▶ Written task A
In the article on the UK Integrated Review, what circumstances does the author cite to explain calling the document Britain's plan to remain relevant? Answer in one to three sentences.
▶ Written task B
Name every implication of the new document that the article on the UK Integrated Review lists.
▶ Written task C
Resume the article on the UK Integrated Review and Defense Command Paper from the point where it ends.

A naval officer looks up at the fluttering White ensign flag hoisted at the stern during the Commissioning Ceremony for the Royal Navy aircraft carrier HMS Queen Elizabeth at HM Naval Base in Portsmouth, southern England on December 7, 2017.Her Majesty The Queen, accompanied by Her Royal Highness The Princess Royal, attended the Commissioning Ceremony of the aircraft carrier HMS Queen Elizabeth, the largest warship ever built for the Royal Navy. / AFP PHOTO / POOL / RICHARD POHLE
A naval officer looks up at the fluttering White ensign flag hoisted at the stern during the Commissioning Ceremony for the Royal Navy aircraft carrier HMS Queen Elizabeth at HM Naval Base in Portsmouth, southern England on December 7, 2017. Photo: AFP/ Richard Pohle

The United Kingdom has outlined a vision for its defense and foreign-engagement priorities in its latest Integrated Review and Defense Command Paper. 

The paradigm of defense reviews in the UK goes back at least to the 1950s. The new document, published in March, has implications ranging from raising and appropriating defense spending to setting up new international bureaucratic structures and strategic nuclear signaling that nobody expected. 

It is no exaggeration to say that the document is Britain’s plan to remain relevant in a world where it sees threats proliferating, while its finances are shrinking.

Cummings couldn’t ‘cut’ it

Boris Johnson, the current British prime minister, promised an integrated review during his election campaign in 2019. However, at the time, Dominic Cummings, the technocratic chief adviser to the PM, was thought to be influencing the review. Until his exit from Downing Street in November last year, there was a lot of speculation on the review bringing a lot of cuts.

▶ Raw records
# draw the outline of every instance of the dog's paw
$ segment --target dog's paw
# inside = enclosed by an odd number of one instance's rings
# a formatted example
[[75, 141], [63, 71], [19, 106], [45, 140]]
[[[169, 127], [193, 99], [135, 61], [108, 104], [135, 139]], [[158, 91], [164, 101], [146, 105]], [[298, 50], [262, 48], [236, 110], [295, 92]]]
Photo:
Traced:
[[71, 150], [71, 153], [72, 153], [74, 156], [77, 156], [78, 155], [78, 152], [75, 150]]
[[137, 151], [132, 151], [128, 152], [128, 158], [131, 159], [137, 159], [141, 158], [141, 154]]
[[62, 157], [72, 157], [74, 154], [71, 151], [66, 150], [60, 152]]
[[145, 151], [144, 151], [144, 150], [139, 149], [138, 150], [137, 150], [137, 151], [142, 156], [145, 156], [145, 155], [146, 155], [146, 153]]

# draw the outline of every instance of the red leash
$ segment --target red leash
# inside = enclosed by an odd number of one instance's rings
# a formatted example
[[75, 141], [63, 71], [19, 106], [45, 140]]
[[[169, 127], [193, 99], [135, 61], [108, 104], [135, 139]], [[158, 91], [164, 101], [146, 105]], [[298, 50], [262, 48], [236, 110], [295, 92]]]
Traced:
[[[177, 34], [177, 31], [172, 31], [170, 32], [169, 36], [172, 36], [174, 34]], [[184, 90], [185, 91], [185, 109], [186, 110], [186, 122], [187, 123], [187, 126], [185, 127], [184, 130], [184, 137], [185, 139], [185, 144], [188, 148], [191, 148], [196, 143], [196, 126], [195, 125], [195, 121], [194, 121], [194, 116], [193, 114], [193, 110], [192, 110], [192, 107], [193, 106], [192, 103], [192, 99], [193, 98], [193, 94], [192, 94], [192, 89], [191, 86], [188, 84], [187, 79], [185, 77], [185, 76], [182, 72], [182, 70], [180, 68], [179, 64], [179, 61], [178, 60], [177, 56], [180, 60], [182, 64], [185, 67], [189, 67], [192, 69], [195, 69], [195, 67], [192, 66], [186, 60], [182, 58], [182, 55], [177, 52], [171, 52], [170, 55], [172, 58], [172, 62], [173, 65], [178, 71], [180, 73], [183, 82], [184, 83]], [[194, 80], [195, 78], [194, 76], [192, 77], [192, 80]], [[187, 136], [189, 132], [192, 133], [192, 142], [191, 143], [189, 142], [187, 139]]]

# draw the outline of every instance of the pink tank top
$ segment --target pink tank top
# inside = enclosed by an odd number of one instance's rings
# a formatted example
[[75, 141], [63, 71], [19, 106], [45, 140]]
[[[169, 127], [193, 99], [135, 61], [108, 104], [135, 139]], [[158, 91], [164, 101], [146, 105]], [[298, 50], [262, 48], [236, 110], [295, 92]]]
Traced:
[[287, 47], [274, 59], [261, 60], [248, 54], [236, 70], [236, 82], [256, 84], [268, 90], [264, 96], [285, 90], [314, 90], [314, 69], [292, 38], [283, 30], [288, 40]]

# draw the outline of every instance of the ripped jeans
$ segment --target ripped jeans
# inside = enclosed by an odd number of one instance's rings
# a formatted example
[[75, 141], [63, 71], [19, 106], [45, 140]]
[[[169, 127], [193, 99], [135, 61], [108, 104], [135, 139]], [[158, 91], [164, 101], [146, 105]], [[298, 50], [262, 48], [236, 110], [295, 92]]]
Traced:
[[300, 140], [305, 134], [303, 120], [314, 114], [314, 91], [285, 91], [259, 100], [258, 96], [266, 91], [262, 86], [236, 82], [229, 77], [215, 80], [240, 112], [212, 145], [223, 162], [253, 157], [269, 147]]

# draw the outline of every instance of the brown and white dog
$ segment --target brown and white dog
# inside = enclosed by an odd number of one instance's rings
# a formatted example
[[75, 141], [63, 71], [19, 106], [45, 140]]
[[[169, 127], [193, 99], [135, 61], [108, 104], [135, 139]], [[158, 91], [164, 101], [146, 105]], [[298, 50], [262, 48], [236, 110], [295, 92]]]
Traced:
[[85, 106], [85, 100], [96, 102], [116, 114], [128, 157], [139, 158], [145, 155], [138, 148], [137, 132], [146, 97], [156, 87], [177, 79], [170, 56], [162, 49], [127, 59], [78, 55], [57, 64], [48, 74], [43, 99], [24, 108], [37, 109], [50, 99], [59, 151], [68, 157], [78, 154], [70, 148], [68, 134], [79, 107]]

▶ Final result A
The author describes Britain as seeing threats proliferating in the world while its finances are shrinking.

▶ Final result B
- Raising and appropriating defense spending
- Setting up new international bureaucratic structures
- Strategic nuclear signaling that nobody expected

▶ Final result C
Cummings was thought to prefer investment in high-tech solutions and wouldn’t shrink from cutting personnel and conventional security and war-fighting capabilities in the belief that they’d be obsolete in the very near future.

But in the end, in the final document, the cuts are not as severe as initially thought, though the focus on high-tech solutions and new war-fighting domains like cyber, artificial intelligence, space and information technology remain.

In several places throughout the document, Russia has been identified as a major “active threat” to the UK and China as a “systemic competitor,” which broadly conforms to the general alignment and policies of the North Atlantic Treaty Organization (NATO).

In response, the Russian ambassador to the UK, Andrei Kelin, has said that the “political relationship between Moscow and London is nearly dead” – under the circumstances, not an unfair observation.  

Dramatic shift in nuclear posture

The most significant headline grabber has been the decision to increase the upper limit on the number of nuclear warheads by almost 40%, more specifically, to 260 from the currently known 180. Moreover, the UK will not publish data on operational warheads. 

The reason cited by Ben Wallace, the UK’s defense secretary, during a BBC interview was the proliferation of Russian ABM (anti-ballistic missile) capabilities, and therefore to maintain credible nuclear deterrence, the UK needed to increase the number of warheads it could field.

Ambassador Kelin has also commented on the increase being illegal, and a violation of the Non-Proliferation Treaty that the UK has been a signatory and party to since the 1970s.

C-130 cut contradicts commitment

The Integrated Review makes several references and commitments to enhancing the expeditionary capabilities of the British armed forces.

However, the decision to withdraw from service by 2023 the entire fleet of C-130 transport planes makes no sense, especially since many of the airframes have more than a decade of life left in them. The loss of the C-130 fleet will reduce by almost a quarter the Royal Air Force’s long-range airlift capability. 

Homeland security, terrorist threat

In its opening pages containing a foreword by Johnson, the review mentions that the UK will “recruit an extra 20,000 police officers.”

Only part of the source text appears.